Source records:
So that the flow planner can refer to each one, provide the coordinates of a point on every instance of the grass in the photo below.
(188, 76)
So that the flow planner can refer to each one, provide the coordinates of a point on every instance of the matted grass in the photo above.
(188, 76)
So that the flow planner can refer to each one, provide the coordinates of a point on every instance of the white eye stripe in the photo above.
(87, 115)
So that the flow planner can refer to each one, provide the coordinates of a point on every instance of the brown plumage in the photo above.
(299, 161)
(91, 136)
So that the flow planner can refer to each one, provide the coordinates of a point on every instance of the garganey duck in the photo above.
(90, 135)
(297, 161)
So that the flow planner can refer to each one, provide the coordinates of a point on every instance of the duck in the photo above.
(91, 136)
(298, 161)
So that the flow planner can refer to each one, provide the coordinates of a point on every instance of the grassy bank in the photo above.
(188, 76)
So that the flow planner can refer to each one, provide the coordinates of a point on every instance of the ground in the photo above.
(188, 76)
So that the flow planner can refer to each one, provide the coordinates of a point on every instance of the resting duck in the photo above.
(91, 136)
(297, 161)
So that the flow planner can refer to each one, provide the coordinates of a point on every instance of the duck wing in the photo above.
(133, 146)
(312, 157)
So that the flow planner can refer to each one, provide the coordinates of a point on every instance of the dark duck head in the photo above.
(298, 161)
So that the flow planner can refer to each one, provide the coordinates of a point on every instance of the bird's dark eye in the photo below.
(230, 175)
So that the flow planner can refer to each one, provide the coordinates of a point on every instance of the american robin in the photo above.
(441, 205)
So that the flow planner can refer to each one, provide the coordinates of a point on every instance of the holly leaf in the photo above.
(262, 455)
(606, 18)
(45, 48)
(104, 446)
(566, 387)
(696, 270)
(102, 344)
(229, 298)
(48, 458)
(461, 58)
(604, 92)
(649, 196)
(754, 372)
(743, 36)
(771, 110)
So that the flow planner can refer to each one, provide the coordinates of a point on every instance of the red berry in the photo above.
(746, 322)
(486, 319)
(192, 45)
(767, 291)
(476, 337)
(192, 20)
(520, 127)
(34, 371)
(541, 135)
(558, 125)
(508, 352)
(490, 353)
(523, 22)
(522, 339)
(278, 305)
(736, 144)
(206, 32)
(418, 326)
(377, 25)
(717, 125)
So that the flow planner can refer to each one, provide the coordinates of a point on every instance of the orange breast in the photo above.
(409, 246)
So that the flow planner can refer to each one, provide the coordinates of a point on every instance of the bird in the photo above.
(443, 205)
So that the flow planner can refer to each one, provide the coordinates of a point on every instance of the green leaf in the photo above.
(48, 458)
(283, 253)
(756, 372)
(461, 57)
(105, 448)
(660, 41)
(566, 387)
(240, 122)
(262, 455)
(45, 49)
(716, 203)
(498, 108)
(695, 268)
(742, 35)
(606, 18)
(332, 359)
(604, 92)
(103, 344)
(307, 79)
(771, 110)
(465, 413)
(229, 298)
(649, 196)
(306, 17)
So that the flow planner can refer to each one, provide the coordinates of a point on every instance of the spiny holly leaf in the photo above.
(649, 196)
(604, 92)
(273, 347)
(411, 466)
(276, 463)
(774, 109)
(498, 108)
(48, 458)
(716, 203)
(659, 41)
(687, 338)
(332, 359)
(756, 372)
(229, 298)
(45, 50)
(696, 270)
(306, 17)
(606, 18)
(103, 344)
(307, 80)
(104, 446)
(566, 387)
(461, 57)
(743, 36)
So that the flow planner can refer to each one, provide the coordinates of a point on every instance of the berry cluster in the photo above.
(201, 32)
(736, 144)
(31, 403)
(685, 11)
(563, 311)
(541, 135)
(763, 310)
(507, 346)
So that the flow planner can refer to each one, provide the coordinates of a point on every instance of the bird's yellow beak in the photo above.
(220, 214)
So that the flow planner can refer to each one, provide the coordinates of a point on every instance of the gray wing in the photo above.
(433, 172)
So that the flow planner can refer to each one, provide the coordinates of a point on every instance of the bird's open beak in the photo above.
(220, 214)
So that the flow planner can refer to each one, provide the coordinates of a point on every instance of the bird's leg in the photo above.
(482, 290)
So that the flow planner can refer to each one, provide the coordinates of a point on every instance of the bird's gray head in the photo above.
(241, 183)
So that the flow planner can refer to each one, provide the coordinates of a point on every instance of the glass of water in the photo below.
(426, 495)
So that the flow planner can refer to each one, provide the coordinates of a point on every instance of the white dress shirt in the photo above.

Goal of the exercise: Turn the lines above into a numbered list, leaving out any blank lines.

Written response:
1. So that the flow planner can refer to each one, provide the coordinates of a point on every instance of the grass in the photo below.
2. (188, 76)
3. So that the flow planner can refer to each one, provide the coordinates of a point on every instance of the matted grass in the photo above.
4. (188, 76)
5. So that the flow planner can refer to each one, provide the coordinates of a point on every instance of the white eye stripe in the photo above.
6. (87, 115)
7. So that the flow planner can refer to each one, provide the coordinates of a point on every instance of the brown plumage in the photo above.
8. (299, 161)
9. (91, 136)
10. So that the flow planner can refer to each one, provide the coordinates of a point on every instance of the garganey duck in the photo above.
11. (90, 135)
12. (297, 161)
13. So that the flow planner can refer to each one, provide the coordinates of a point on every instance of the duck in the photo above.
14. (91, 136)
15. (298, 161)
16. So that the flow planner can refer to each one, provide the coordinates of a point on every instance of the grassy bank in the photo above.
17. (188, 76)
18. So that the flow planner can refer to each one, provide the coordinates of a point on every instance of the ground in the photo above.
19. (188, 76)
20. So that the flow planner can refer to each one, provide the coordinates of a point on every instance of the resting duck in the photo above.
21. (91, 136)
22. (297, 161)
23. So that the flow planner can refer to each one, provide the coordinates of a point on every instance of the duck wing in the photo above.
24. (133, 146)
25. (312, 157)
26. So that the flow planner can refer to each one, provide the coordinates of a point on every instance of the dark duck head in the photo above.
27. (298, 161)
28. So that the flow planner can refer to each one, provide the coordinates of a point on every instance of the bird's dark eye in the photo below.
29. (230, 175)
30. So that the flow planner can refer to each one, provide the coordinates of a point on every instance of the american robin in the photo above.
31. (441, 205)
32. So that the flow planner can refer to each one, provide the coordinates of a point on every instance of the holly leaf in the photo above.
33. (262, 455)
34. (606, 18)
35. (45, 48)
36. (104, 446)
37. (566, 387)
38. (696, 270)
39. (102, 344)
40. (229, 298)
41. (48, 458)
42. (461, 58)
43. (604, 92)
44. (649, 196)
45. (754, 372)
46. (743, 36)
47. (771, 110)
48. So that the flow planner can refer to each one, provide the coordinates of a point on every instance of the red berry in the photo above.
49. (746, 322)
50. (486, 319)
51. (192, 45)
52. (767, 291)
53. (476, 337)
54. (192, 20)
55. (520, 127)
56. (34, 371)
57. (541, 135)
58. (558, 125)
59. (508, 352)
60. (490, 353)
61. (523, 22)
62. (522, 339)
63. (278, 305)
64. (736, 144)
65. (206, 32)
66. (418, 326)
67. (377, 25)
68. (717, 125)
69. So that the flow planner can refer to each one, provide the coordinates of a point on every instance of the orange breast in the photo above.
70. (409, 246)
71. So that the flow planner can refer to each one, provide the coordinates of a point on every instance of the bird in the photo above.
72. (443, 205)
73. So that the flow planner can refer to each one, provide the coordinates of a point on every instance of the green leaf in the photo above.
74. (48, 458)
75. (283, 253)
76. (756, 372)
77. (461, 57)
78. (105, 448)
79. (660, 41)
80. (566, 387)
81. (240, 122)
82. (262, 455)
83. (45, 49)
84. (716, 203)
85. (498, 108)
86. (695, 268)
87. (742, 35)
88. (606, 18)
89. (332, 359)
90. (604, 92)
91. (103, 344)
92. (307, 79)
93. (771, 110)
94. (465, 413)
95. (229, 298)
96. (649, 196)
97. (306, 17)
98. So that the flow planner can refer to each one, provide the coordinates of a point on every instance of the spiny holly leaf in the photo above.
99. (649, 196)
100. (604, 92)
101. (273, 347)
102. (411, 466)
103. (276, 463)
104. (774, 109)
105. (498, 108)
106. (48, 458)
107. (716, 203)
108. (659, 41)
109. (687, 338)
110. (332, 359)
111. (756, 372)
112. (229, 298)
113. (45, 50)
114. (696, 270)
115. (306, 17)
116. (606, 18)
117. (103, 344)
118. (307, 80)
119. (104, 446)
120. (566, 387)
121. (461, 57)
122. (743, 36)
123. So that the flow planner can refer to each one, provide the coordinates of a point on every instance of the berry cluster in the photo above.
124. (201, 32)
125. (736, 144)
126. (31, 403)
127. (685, 11)
128. (563, 311)
129. (541, 135)
130. (763, 310)
131. (507, 346)
132. So that the flow planner can refer to each one, provide the coordinates of a point on every instance of the bird's yellow beak in the photo above.
133. (220, 214)
134. So that the flow planner can refer to each one, provide the coordinates of a point on every instance of the gray wing in the photo above.
135. (433, 172)
136. So that the flow planner can refer to each one, provide the coordinates of a point on every instance of the bird's open beak in the photo above.
137. (220, 214)
138. So that the flow planner can refer to each one, provide the coordinates of a point on every instance of the bird's leg in the photo above.
139. (482, 290)
140. So that the flow planner can refer to each one, provide the coordinates of a point on every instance of the bird's gray head in the photo above.
141. (241, 183)
142. So that the flow planner can refer to each one, provide the coordinates of a point on every instance of the glass of water in the photo below.
143. (426, 495)
144. So that the flow planner can refer to each one, provide the coordinates of a point on every instance of the white dress shirt in the photo above.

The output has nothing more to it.